━━ EXTRACTED INFORMATION ━━
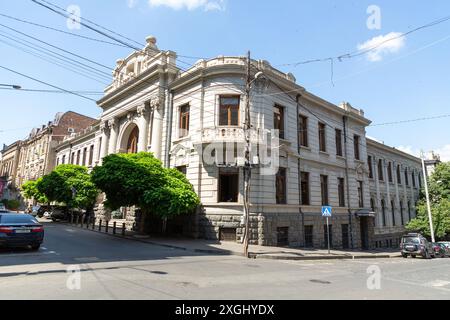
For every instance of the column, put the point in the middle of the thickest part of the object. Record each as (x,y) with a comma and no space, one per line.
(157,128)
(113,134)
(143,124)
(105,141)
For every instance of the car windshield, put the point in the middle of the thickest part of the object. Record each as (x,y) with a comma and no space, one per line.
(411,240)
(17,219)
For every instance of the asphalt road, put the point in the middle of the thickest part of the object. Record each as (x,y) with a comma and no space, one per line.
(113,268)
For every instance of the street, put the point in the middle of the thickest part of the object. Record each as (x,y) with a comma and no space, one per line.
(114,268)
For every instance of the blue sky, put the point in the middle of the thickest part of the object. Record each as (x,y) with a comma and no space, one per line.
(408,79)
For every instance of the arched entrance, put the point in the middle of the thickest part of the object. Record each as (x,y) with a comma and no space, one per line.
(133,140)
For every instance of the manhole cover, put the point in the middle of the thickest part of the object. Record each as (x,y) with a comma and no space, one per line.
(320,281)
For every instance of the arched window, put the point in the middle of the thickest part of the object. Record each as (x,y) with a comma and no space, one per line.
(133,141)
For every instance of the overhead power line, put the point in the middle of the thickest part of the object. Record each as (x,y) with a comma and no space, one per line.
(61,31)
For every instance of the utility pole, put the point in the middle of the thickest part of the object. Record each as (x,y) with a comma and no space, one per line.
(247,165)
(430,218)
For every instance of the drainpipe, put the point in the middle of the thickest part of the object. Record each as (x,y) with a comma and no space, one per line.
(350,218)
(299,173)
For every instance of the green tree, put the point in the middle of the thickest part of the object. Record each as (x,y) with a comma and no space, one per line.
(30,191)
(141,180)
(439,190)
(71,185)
━━━
━━ EXTRACTED INFORMATION ━━
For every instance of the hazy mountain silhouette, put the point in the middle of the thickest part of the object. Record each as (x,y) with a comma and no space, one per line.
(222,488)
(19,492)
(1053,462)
━━━
━━ EXTRACTED INFORMATION ━━
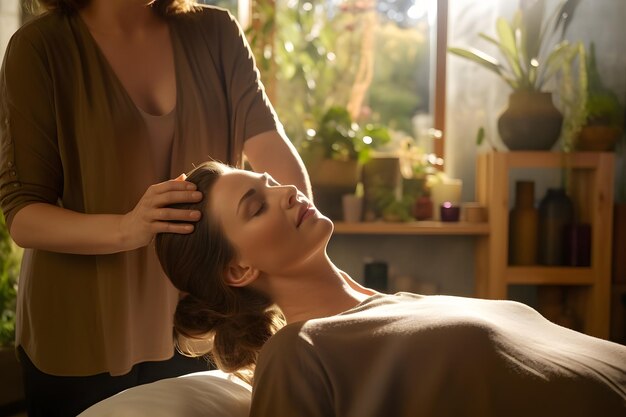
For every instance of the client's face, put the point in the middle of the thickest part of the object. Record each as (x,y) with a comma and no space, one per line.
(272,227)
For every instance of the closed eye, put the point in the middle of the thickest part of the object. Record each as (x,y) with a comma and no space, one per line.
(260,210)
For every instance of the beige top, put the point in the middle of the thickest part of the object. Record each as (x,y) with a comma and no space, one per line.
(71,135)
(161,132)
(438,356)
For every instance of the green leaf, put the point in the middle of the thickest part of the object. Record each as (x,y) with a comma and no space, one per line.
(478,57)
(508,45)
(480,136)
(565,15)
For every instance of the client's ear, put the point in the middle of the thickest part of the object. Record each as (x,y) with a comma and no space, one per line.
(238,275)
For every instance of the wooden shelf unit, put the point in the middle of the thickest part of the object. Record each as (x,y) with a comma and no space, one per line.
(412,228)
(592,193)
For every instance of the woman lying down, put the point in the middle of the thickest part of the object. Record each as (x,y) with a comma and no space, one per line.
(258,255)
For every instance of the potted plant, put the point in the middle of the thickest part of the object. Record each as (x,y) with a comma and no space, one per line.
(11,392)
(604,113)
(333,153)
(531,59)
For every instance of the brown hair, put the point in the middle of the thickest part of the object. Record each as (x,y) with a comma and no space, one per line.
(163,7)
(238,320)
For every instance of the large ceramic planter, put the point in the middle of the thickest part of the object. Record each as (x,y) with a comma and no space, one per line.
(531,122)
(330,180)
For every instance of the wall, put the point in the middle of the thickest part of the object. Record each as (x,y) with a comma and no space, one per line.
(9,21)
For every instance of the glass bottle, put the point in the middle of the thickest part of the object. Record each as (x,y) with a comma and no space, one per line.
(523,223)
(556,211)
━━━
STATED TASK: Please pull out each line of the material above that contains the word "arched".

IN RESPONSE:
For every instance of the arched entrance, put the point in the middle of the thickest part of the object. Record each as (x,y) with a comma and no space, one per line.
For every instance of the arched window, put the point in the middle of the thickest part of the object. Record each as (x,y) with a comma and no space, one per line.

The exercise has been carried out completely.